▶ [SCHRIFTLICHE AUFGABEN]:
1. Welche Position hatte Hugh Beaver laut dem Textauszug über die Entstehung des Guinness-Buchs der Rekorde in seinem Brotberuf inne?
2. Greifen Sie den Text über die Entstehung des Guinness-Buchs der Rekorde auf und schreiben Sie ihn ab seinem letzten Satz weiter.

Alles begann mit einem harmlosen Fehlschuss auf der Jagd. Dem sonst so treffsicheren Jäger Hugh Beaver, im Brotberuf Geschäftsführer der Guinness-Brauerei, entwischte ein kleiner Vogel, ein Goldregenpfeifer. Eine akzeptable Erklärung musste her. In Beavers Jagdclub wurden bald Wetten abgeschlossen, ob der Regenpfeifer nun das schnellste Federwild in Europa sei oder nicht. Doch zu seiner Enttäuschung fand Sir Hugh kein Buch, das ihm auf diese Frage eine exakte Antwort liefern konnte. So kam dem Guinness-Chef die grandiose Idee, ein Kompendium der Superlative zusammenzustellen. Er beauftragte die Zwillinge Norris und Ross McWhirter, die bereits damals eine Agentur in London betrieben und über sportliche Rekorde berichteten, mit dieser Aufgabe. Ein Jahr später konnte nach umfangreichen Recherchen über Bestleistungen aller Art die erste Ausgabe des "Guinnes Book of Records" verlegt werden.

▶ [VORLIEGENDES MATERIAL]:
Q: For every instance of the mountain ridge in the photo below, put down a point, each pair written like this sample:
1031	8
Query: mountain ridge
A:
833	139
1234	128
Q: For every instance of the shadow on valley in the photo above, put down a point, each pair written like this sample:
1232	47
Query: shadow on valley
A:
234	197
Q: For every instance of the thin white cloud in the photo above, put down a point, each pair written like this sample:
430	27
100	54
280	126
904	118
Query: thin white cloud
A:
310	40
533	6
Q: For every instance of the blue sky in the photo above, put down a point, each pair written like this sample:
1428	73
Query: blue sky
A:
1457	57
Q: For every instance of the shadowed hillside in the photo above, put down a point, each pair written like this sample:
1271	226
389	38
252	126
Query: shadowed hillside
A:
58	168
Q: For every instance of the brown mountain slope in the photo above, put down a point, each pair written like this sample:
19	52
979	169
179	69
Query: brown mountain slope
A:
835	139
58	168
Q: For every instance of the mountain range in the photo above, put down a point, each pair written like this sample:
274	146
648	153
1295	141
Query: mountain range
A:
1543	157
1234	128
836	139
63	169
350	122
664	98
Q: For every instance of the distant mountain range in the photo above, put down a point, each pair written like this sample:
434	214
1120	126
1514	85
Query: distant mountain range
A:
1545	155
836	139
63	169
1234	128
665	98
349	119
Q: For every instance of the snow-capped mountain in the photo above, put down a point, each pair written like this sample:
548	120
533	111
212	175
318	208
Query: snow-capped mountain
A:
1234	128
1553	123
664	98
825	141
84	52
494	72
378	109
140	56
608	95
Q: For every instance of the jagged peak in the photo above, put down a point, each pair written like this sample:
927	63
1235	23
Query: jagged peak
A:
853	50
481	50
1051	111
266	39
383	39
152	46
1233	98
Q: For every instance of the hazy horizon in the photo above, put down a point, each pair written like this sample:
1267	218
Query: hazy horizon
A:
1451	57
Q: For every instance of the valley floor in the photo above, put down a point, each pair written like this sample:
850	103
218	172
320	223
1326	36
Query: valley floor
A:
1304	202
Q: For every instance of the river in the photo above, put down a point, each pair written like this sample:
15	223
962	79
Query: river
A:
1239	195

▶ [ERGEBNISSE DER AUFGABEN]:
1. Er war Geschäftsführer der Guinness-Brauerei.

2.
Das 100-Millionen-Buch

Heute ist das Guinness-Buch selbst ein Weltrekordhalter geworden. Es konnte sich gewissermaßen in sich selbst verewigen: das Guinness-Buch wird im Guinness-Buch als meistverkauftes Buch der Welt im Rahmen der copyright-geschützten Veröffentlichungen geführt. Die Bibel und der Koran wurden noch öfter verkauft, aber die unterliegen nicht dem Urheberrecht. Das Guinness-Buch der Superlative wurde bereits in 37 Sprachen übersetzt und seit seiner ersten Ausgabe weltweit über 100 Millionen Mal verkauft. Längst dient das Kultbuch auch als Vorlage für spektakuläre Liveshows im Fernsehen.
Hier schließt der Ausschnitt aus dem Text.